#### [Texte du document]
--- --- ---
Reprenons les différentes formes que peut prendre le choix de l'inclusivité (point B).
- Point 1) Renoncer au masculin générique (ex : choisir de féminiser les métiers, en usant par exemple du terme « autrice »), ca se fait à l'écrit comme à l'oral.
- Point 2) De même, les éléments syntaxiques qui permettent de refuser la règle selon laquelle le masculin l'emporterait systématiquement sur le féminin au pluriel (point 2)a)) « fonctionnent » aussi bien à l'écrit qu'à l'oral. Par exemple : le choix d'accorder selon la règle de la majorité ou de la proximité se dit tout autant qu'il s'écrit.
- En fait, en première approche, la langue inclusive parait ne poser problème pour l'oral que dans le cas du choix d'une typographie particulière (cf B. 2.b) qui n'est valable par définition que pour l'écrit.
Quel est le rapport entre la typographie spécifique de l'écriture inclusive et l'oral ?
--- --- ---
#### [Entrées fournies]
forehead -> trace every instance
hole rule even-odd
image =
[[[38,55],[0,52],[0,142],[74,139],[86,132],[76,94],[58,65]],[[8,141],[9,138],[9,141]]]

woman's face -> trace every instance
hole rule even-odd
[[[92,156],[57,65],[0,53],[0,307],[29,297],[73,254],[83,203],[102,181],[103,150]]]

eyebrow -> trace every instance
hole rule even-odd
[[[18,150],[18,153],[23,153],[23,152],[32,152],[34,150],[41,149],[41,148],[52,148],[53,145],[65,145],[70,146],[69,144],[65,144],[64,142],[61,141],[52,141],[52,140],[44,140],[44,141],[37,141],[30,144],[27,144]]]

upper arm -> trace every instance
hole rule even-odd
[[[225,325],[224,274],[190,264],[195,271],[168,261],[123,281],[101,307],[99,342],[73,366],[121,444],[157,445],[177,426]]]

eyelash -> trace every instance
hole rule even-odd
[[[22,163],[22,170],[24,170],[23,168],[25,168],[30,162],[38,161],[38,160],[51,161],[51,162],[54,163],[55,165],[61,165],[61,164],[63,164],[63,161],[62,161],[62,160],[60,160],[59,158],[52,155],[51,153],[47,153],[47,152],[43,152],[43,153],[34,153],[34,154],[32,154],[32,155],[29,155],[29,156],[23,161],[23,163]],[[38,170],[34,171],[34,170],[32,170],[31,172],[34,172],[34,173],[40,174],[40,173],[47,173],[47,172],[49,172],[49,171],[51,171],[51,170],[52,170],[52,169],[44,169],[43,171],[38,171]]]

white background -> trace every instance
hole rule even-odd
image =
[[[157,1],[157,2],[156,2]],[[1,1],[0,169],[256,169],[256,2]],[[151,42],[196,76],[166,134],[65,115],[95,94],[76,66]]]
--- --- ---
#### [Travail demandé]
Recopiez intégralement le texte sur l'écriture inclusive ci-dessus, s'il vous plaît, sans y changer un seul mot.

#### [Résultat de la tâche]
Reprenons les différentes formes que peut prendre le choix de l'inclusivité (point B).
- Point 1) Renoncer au masculin générique (ex : choisir de féminiser les métiers, en usant par exemple du terme « autrice »), ca se fait à l'écrit comme à l'oral.
- Point 2) De même, les éléments syntaxiques qui permettent de refuser la règle selon laquelle le masculin l'emporterait systématiquement sur le féminin au pluriel (point 2)a)) « fonctionnent » aussi bien à l'écrit qu'à l'oral. Par exemple : le choix d'accorder selon la règle de la majorité ou de la proximité se dit tout autant qu'il s'écrit.
- En fait, en première approche, la langue inclusive parait ne poser problème pour l'oral que dans le cas du choix d'une typographie particulière (cf B. 2.b) qui n'est valable par définition que pour l'écrit.
Quel est le rapport entre la typographie spécifique de l'écriture inclusive et l'oral ?